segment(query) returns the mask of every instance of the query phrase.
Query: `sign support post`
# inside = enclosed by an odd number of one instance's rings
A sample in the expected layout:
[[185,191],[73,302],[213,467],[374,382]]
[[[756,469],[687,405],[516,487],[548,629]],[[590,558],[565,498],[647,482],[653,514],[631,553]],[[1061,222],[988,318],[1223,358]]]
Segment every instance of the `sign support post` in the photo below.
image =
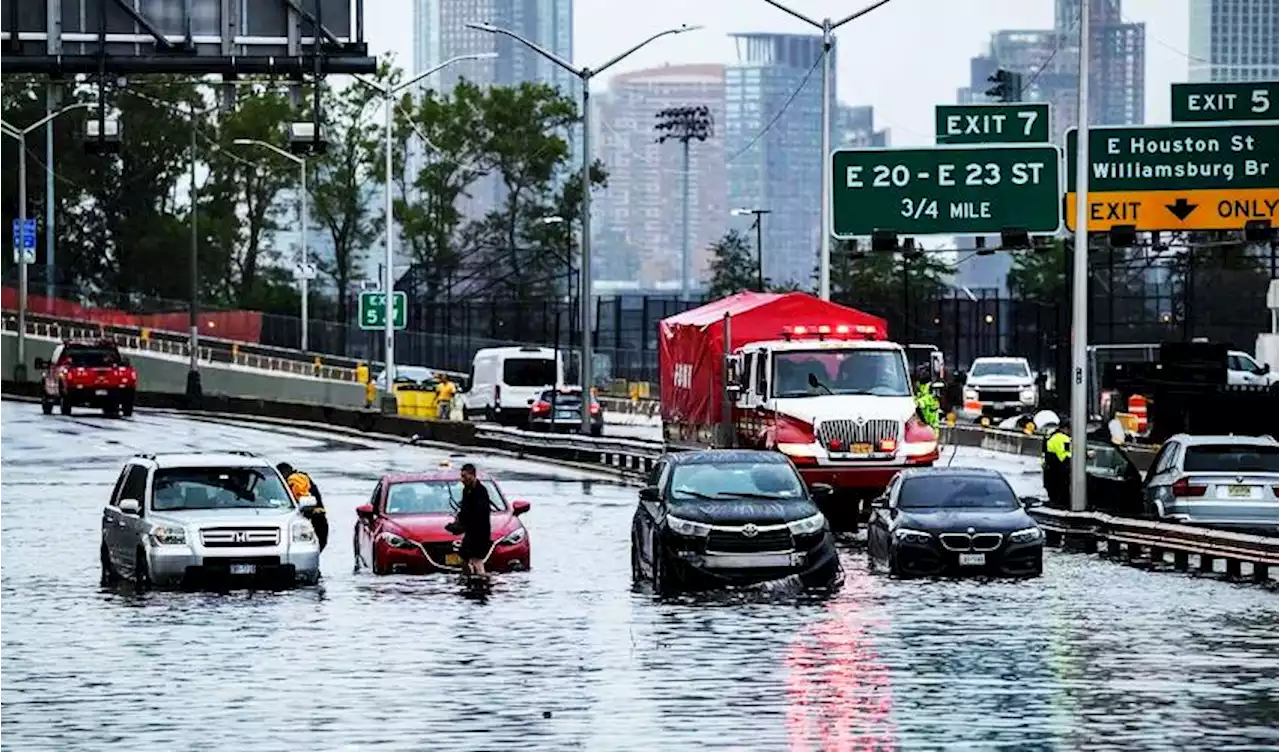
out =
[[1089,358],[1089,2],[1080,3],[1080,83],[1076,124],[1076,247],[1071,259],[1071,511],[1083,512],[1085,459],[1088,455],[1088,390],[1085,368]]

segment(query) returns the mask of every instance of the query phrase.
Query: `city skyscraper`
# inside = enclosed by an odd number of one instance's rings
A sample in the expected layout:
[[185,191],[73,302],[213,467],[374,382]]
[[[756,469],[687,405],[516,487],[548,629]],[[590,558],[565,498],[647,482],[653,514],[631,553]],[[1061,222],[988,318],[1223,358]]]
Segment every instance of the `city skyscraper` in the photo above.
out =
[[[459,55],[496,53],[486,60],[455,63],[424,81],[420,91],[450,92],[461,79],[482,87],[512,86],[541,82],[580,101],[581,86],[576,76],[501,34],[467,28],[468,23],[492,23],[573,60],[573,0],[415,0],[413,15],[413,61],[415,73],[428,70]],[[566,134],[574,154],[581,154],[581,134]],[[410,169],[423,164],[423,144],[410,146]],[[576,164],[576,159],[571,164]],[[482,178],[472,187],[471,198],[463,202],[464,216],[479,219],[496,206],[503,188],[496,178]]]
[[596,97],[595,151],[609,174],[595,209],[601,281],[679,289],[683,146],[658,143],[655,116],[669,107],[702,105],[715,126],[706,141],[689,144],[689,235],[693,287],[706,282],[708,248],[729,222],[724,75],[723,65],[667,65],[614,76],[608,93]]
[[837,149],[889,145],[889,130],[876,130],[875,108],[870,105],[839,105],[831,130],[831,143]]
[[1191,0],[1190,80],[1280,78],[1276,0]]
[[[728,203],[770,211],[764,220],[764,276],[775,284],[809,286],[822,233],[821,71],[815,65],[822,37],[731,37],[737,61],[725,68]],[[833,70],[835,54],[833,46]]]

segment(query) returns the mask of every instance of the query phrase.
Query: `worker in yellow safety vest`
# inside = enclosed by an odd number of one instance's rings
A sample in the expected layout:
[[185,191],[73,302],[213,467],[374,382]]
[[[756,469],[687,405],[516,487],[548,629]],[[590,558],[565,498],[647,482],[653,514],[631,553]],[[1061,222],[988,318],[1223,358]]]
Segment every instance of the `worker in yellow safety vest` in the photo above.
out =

○ ○ ○ ○

(Assignment): Return each line among the entries that holds the word "above".

(Your response):
Segment every instance of the `city skyscraper` in the photo above.
Segment every instance of the `worker in yellow safety vest` in the photo above.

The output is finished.